■ 所给原文 ■
****************************************
HDU 2602： Bone Collector

Bone Collector

查看原题

Time Limit: 2000/1000 MS (Java/Others)    Memory Limit: 32768/32768 K (Java/Others)
Total Submission(s): 67772    Accepted Submission(s): 28288

Problem Description

Many years ago , in Teddy’s hometown there was a man who was called “Bone Collector”. This man like to collect varies of bones , such as dog’s , cow’s , also he went to the grave …
The bone collector had a big bag with a volume of V ,and along his trip of collecting there are a lot of bones , obviously , different bone has different value and different volume, now given the each bone’s value along his trip , can you calculate out the maximum of the total value the bone collector can get ?

 

Input

The first line contain a integer T , the number of cases.
Followed by T cases , each case three lines , the first line contain two integer N , V, (N <= 1000 , V <= 1000 )representing the number of bones and the volume of his bag. And the second line contain N integers representing the value of each bone. The third line contain N integers representing the volume of each bone.

 

Output

One integer per line representing the maximum of the total value (this number will be less than 2 ³¹).
****************************************
■ 数据摘录 ■
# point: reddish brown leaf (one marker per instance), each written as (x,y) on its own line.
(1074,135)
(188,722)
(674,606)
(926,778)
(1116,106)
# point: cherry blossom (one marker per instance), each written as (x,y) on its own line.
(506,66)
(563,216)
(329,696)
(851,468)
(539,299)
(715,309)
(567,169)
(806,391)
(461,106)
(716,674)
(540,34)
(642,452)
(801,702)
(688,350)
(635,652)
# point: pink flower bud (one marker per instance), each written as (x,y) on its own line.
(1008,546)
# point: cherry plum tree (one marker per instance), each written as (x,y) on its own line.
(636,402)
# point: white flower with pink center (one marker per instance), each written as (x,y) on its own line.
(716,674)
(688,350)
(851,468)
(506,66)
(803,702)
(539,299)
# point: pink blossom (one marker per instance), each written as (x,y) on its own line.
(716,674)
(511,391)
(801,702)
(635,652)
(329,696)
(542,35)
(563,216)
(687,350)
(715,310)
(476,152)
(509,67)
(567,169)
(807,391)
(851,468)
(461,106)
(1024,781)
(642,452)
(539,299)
****************************************
■ 完成下列任务 ■
[1] Bone Collector 题面对 N 和 V 规定的上限各是多少？
[2] 把 Bone Collector 题面中以“Followed by T cases”开头的段落改写为简短的要点列表，保留其主要信息。
[3] 接着 Bone Collector 题面的结尾往下续写。

■ 逐题答案 ■
[1] N 和 V 都不超过 1000。

[2]
- 共 T 组数据，每组三行。
- 第一行：两个整数 N、V（N ≤ 1000，V ≤ 1000），分别表示骨头数量和背包容积。
- 第二行：N 个整数，依次为每块骨头的价值。
- 第三行：N 个整数，依次为每块骨头的体积。

[3]
 

Sample Input

  
  

   
   1
5 10
1 2 3 4 5
5 4 3 2 1
  
  

 

Sample Output

  
  

   
   14
  
  

 

Author

Teddy

题意：

直白的背包问题了，说的很明白，给定骨头种类数，背包体积。然后又给出每个骨头的价值和体积。

解题思路：

01背包问题。

源代码：

#include<cstdio>
#include<cstring>
const int N=1005;
int max(int a, int b){return a>b?a:b;}
int dp[N];
int main()
{
    int t;
    scanf("%d",&t);
    while(t--)
    {
        int n,V;
        int w[N],v[N];//w价格，v代表体积
        memset(dp,0,sizeof(dp));
        scanf("%d%d",&n,&V);
        for(int i=0;i<n;i++)
            scanf("%d",&w[i]);
        for(int i=0;i<n;i++)
            scanf("%d",&v[i]);
        for(int i=0;i<n;i++)
        {
            for(int j=V;j>=v[i];j--)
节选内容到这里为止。